**MATERIALS PROVIDED:**
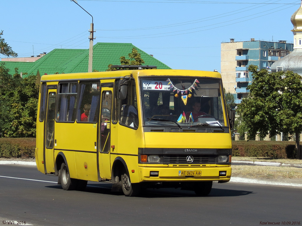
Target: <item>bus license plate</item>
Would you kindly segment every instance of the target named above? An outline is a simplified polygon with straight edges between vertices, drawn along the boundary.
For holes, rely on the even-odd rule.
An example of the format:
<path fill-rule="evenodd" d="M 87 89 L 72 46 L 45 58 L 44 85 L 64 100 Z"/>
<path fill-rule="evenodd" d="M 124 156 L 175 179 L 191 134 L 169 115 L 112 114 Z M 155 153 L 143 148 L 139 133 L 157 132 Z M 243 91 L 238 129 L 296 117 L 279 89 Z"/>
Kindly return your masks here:
<path fill-rule="evenodd" d="M 178 176 L 201 176 L 201 171 L 178 171 Z"/>

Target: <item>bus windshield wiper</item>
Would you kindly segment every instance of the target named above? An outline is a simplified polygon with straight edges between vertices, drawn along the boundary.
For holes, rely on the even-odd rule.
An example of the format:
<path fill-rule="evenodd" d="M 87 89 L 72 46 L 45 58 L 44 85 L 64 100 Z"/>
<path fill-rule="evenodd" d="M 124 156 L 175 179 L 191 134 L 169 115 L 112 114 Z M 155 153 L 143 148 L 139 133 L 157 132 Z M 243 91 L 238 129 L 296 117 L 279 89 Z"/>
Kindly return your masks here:
<path fill-rule="evenodd" d="M 176 124 L 177 125 L 177 126 L 181 129 L 182 129 L 182 127 L 180 126 L 180 125 L 177 122 L 173 121 L 171 121 L 170 120 L 168 120 L 168 119 L 164 119 L 163 118 L 147 118 L 147 119 L 154 120 L 155 121 L 159 121 L 161 122 L 173 122 Z"/>
<path fill-rule="evenodd" d="M 194 125 L 191 126 L 219 126 L 223 130 L 223 127 L 222 127 L 222 126 L 221 125 L 220 123 L 219 123 L 218 122 L 206 122 L 204 123 L 198 123 L 196 125 Z"/>

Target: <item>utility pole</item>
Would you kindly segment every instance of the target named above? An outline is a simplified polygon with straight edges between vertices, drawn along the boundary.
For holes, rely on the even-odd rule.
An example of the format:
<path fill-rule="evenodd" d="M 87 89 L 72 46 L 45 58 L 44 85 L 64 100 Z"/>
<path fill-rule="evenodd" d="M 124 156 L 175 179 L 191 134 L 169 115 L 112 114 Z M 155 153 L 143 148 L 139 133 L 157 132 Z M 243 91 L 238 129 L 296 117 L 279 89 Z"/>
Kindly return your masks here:
<path fill-rule="evenodd" d="M 78 2 L 76 0 L 70 0 L 70 1 L 73 2 L 82 8 L 84 11 L 89 14 L 92 18 L 92 23 L 90 24 L 90 30 L 89 31 L 90 34 L 89 36 L 89 53 L 88 56 L 88 72 L 92 72 L 92 53 L 93 49 L 93 33 L 95 32 L 93 30 L 93 17 L 90 14 L 85 10 L 82 7 L 78 4 Z"/>

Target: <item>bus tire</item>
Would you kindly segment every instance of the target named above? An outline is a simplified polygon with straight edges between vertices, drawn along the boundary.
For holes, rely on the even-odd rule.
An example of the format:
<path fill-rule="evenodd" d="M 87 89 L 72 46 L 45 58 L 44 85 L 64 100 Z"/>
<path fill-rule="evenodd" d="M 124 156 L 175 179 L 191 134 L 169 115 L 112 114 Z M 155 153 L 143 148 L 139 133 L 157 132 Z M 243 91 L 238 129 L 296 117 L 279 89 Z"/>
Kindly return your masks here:
<path fill-rule="evenodd" d="M 206 196 L 211 192 L 213 181 L 197 182 L 194 186 L 194 191 L 199 196 Z"/>
<path fill-rule="evenodd" d="M 140 193 L 140 186 L 138 183 L 131 184 L 128 174 L 122 174 L 122 190 L 126 196 L 136 196 Z"/>
<path fill-rule="evenodd" d="M 68 167 L 65 162 L 62 163 L 60 169 L 61 184 L 63 190 L 73 190 L 77 185 L 77 180 L 70 178 Z"/>

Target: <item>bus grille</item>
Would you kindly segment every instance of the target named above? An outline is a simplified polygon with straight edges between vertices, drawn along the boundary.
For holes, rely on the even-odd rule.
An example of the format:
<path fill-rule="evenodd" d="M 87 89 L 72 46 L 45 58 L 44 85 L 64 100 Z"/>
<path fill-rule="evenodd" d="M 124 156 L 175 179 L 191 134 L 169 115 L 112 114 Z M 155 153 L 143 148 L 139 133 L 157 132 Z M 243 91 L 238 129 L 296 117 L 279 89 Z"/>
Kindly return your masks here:
<path fill-rule="evenodd" d="M 164 155 L 163 163 L 169 164 L 188 164 L 187 162 L 187 155 Z M 190 164 L 200 163 L 215 163 L 215 157 L 205 156 L 193 155 L 194 160 Z"/>

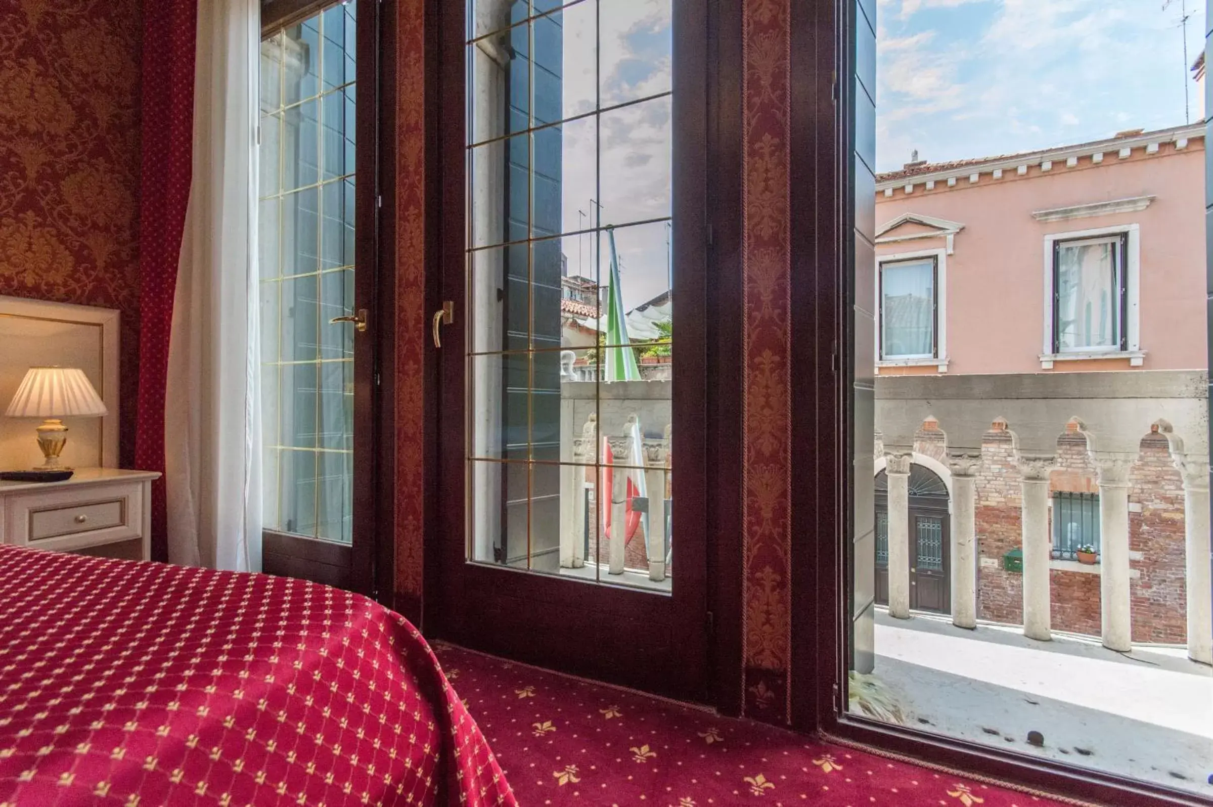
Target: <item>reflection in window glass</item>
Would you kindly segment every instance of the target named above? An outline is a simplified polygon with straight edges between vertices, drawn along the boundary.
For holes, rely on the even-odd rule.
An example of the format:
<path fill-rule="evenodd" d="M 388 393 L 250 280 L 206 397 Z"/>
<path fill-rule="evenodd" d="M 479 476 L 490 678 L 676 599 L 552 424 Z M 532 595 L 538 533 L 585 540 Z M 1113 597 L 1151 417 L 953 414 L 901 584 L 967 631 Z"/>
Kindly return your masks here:
<path fill-rule="evenodd" d="M 468 557 L 668 591 L 671 4 L 468 18 Z"/>
<path fill-rule="evenodd" d="M 354 4 L 261 46 L 266 529 L 351 541 Z"/>
<path fill-rule="evenodd" d="M 852 716 L 1213 796 L 1205 12 L 927 5 L 855 10 Z"/>

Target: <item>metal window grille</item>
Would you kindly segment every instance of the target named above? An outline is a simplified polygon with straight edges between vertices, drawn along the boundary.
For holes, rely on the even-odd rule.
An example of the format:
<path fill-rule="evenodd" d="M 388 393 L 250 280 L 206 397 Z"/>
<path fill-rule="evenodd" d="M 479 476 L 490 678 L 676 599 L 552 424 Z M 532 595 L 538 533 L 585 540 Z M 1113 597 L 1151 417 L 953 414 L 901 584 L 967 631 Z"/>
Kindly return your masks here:
<path fill-rule="evenodd" d="M 876 511 L 876 566 L 881 569 L 889 566 L 889 511 Z"/>
<path fill-rule="evenodd" d="M 944 522 L 940 518 L 928 518 L 919 516 L 918 528 L 918 563 L 919 572 L 944 570 Z"/>
<path fill-rule="evenodd" d="M 1078 547 L 1087 545 L 1099 552 L 1099 494 L 1053 494 L 1052 556 L 1074 561 Z"/>

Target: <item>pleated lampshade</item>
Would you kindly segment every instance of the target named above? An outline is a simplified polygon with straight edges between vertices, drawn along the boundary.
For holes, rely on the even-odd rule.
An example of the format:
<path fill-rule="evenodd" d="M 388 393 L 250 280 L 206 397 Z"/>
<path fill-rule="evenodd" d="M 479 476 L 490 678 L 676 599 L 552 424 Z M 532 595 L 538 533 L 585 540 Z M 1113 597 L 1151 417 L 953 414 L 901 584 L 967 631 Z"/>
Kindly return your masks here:
<path fill-rule="evenodd" d="M 8 417 L 99 417 L 106 404 L 84 370 L 32 366 L 12 397 Z"/>

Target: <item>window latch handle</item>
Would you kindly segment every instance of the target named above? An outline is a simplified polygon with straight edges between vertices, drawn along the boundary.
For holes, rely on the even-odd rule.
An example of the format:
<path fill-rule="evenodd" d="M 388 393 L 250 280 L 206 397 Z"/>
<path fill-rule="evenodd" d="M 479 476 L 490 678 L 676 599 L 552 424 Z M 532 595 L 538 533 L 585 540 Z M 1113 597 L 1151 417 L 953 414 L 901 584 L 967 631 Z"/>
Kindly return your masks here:
<path fill-rule="evenodd" d="M 337 323 L 353 323 L 354 330 L 361 334 L 366 330 L 366 309 L 359 308 L 358 313 L 352 317 L 334 317 L 329 320 L 330 325 L 336 325 Z"/>
<path fill-rule="evenodd" d="M 442 325 L 450 325 L 455 322 L 455 303 L 450 300 L 443 301 L 443 307 L 434 312 L 434 319 L 432 323 L 434 331 L 434 347 L 443 346 L 443 337 L 439 334 L 439 328 Z"/>

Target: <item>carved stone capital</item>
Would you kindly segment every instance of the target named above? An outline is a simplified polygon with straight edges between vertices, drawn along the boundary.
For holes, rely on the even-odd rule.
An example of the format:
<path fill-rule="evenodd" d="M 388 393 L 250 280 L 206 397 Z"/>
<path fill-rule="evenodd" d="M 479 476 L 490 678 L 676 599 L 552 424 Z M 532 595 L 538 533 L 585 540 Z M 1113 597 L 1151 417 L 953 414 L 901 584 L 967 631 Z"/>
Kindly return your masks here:
<path fill-rule="evenodd" d="M 1053 468 L 1058 466 L 1058 459 L 1021 454 L 1015 465 L 1019 466 L 1019 477 L 1024 482 L 1048 482 Z"/>
<path fill-rule="evenodd" d="M 895 454 L 884 455 L 884 472 L 889 474 L 902 474 L 910 476 L 910 460 L 911 454 L 909 451 L 898 451 Z"/>
<path fill-rule="evenodd" d="M 1174 455 L 1175 467 L 1184 478 L 1184 490 L 1188 493 L 1209 491 L 1209 461 L 1198 454 Z"/>
<path fill-rule="evenodd" d="M 1095 464 L 1100 488 L 1129 487 L 1129 470 L 1137 456 L 1112 451 L 1090 451 L 1090 460 Z"/>
<path fill-rule="evenodd" d="M 980 467 L 980 454 L 947 454 L 947 470 L 953 477 L 973 477 Z"/>

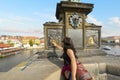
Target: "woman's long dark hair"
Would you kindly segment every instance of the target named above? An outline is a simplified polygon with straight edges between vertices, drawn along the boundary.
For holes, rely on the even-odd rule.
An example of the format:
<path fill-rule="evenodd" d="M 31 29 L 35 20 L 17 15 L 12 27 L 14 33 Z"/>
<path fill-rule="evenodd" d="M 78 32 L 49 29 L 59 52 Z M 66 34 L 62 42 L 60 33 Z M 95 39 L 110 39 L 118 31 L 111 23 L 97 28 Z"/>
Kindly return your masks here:
<path fill-rule="evenodd" d="M 76 56 L 76 50 L 74 48 L 72 39 L 70 37 L 65 37 L 62 42 L 64 43 L 64 46 L 63 46 L 64 53 L 67 52 L 67 49 L 72 49 L 74 52 L 75 58 L 78 58 Z"/>

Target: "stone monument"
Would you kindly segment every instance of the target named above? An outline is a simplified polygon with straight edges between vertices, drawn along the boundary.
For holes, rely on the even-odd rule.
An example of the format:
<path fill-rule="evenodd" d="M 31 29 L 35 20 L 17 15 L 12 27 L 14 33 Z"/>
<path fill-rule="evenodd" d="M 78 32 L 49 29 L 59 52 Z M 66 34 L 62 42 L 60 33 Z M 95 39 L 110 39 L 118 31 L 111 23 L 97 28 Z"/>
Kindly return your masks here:
<path fill-rule="evenodd" d="M 50 39 L 55 39 L 61 44 L 61 40 L 66 36 L 72 38 L 77 49 L 99 49 L 102 26 L 86 21 L 93 8 L 94 4 L 81 3 L 79 0 L 62 0 L 57 3 L 56 18 L 59 22 L 44 24 L 45 49 L 51 48 Z M 56 37 L 54 34 L 57 34 Z"/>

**GIVEN INSTRUCTION:**
Copy out the data verbatim, everything from the line containing "Target: <item>bus grille</item>" down to the line containing "852 716 L 1213", with both of those lines included. Leave the pictures out of your copy.

**THE RESULT:**
Target: <item>bus grille</item>
Would you kindly segment every instance of the target named above? An outline is a simplified polygon with straight edges between vertices, drawn along the boundary.
For holes, rely on the even-odd rule.
An example of the format:
<path fill-rule="evenodd" d="M 87 89 L 72 46 L 45 58 L 44 85 L 64 100 Z"/>
<path fill-rule="evenodd" d="M 124 156 L 175 179 L 191 134 L 169 115 L 112 114 Z M 155 153 L 143 148 L 139 133 L 157 132 Z M 243 91 L 238 129 L 296 117 L 279 89 Z"/>
Kindly return your masks here:
<path fill-rule="evenodd" d="M 164 155 L 163 163 L 169 164 L 188 164 L 187 162 L 187 155 Z M 190 164 L 200 163 L 215 163 L 215 157 L 205 156 L 193 155 L 194 160 Z"/>

Target: <item>reflection in window glass</item>
Would you kindly segment every instance of the target named above? An outline is a simplified polygon with straight edges between vertices, drawn along the boundary.
For holes, rely on the even-odd rule.
An example of the format:
<path fill-rule="evenodd" d="M 388 393 L 250 280 L 206 397 Z"/>
<path fill-rule="evenodd" d="M 479 476 L 490 678 L 676 599 L 552 424 Z M 532 595 L 538 533 L 585 540 Z M 1113 597 L 1151 417 L 953 414 L 901 584 L 967 631 Z"/>
Kindly return your masks here:
<path fill-rule="evenodd" d="M 468 557 L 668 591 L 671 4 L 468 18 Z"/>
<path fill-rule="evenodd" d="M 354 4 L 261 46 L 266 529 L 351 541 Z"/>
<path fill-rule="evenodd" d="M 852 716 L 1213 796 L 1205 12 L 927 5 L 855 10 Z"/>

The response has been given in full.